● Task to carry out
Find each line in the material below that contains the string "grey" and copy those lines out. Case counts, so match capital and small letters exactly.

** start **

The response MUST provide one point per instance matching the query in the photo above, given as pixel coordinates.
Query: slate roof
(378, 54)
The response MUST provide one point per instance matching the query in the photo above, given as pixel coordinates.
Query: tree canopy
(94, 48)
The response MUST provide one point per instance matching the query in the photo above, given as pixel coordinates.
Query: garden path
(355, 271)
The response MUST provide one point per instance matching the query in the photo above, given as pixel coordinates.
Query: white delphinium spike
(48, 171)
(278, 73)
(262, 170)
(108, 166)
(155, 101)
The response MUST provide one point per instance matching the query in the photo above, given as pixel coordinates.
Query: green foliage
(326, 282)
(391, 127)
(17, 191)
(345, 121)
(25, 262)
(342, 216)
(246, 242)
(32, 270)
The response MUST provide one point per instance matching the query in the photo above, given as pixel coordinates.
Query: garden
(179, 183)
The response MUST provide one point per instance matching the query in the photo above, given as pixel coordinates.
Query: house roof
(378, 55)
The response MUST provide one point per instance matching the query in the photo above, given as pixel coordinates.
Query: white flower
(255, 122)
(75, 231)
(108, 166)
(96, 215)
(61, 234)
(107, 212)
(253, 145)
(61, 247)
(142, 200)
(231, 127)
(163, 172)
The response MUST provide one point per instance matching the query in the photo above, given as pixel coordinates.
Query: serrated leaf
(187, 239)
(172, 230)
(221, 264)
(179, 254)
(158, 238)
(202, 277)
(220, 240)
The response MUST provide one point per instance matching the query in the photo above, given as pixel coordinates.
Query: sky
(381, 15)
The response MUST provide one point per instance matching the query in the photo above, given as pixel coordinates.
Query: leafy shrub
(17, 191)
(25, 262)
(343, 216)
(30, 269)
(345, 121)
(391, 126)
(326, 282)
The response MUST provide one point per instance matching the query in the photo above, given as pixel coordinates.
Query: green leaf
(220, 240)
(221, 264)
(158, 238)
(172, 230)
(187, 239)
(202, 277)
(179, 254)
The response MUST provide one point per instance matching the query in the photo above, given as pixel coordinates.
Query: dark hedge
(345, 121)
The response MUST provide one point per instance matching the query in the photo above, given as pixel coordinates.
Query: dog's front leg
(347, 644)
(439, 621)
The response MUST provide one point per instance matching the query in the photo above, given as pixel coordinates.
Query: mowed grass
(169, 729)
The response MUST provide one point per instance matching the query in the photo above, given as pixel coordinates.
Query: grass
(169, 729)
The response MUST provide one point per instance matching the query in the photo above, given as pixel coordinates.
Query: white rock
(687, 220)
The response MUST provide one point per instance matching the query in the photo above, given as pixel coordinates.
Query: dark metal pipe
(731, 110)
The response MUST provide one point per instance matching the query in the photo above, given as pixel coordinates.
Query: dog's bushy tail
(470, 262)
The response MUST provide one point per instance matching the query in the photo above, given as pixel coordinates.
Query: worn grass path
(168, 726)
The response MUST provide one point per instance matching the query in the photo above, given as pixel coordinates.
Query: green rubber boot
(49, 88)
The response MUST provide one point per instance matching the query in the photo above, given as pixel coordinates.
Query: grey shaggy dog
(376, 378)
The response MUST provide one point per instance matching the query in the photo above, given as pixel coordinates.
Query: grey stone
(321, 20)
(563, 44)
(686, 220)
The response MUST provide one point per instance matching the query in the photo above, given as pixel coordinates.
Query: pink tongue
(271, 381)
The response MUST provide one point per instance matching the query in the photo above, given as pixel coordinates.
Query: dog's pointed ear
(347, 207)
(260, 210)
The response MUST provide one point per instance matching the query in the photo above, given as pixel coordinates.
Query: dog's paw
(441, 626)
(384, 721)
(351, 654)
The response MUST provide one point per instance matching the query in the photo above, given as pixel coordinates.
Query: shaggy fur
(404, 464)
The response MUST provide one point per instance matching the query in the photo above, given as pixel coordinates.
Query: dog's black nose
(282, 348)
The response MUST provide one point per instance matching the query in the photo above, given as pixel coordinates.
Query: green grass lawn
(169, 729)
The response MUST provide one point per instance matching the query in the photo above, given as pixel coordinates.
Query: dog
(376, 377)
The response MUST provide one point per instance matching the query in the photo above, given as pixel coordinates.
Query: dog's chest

** end **

● In response
Query: grey shaggy dog
Query: grey stone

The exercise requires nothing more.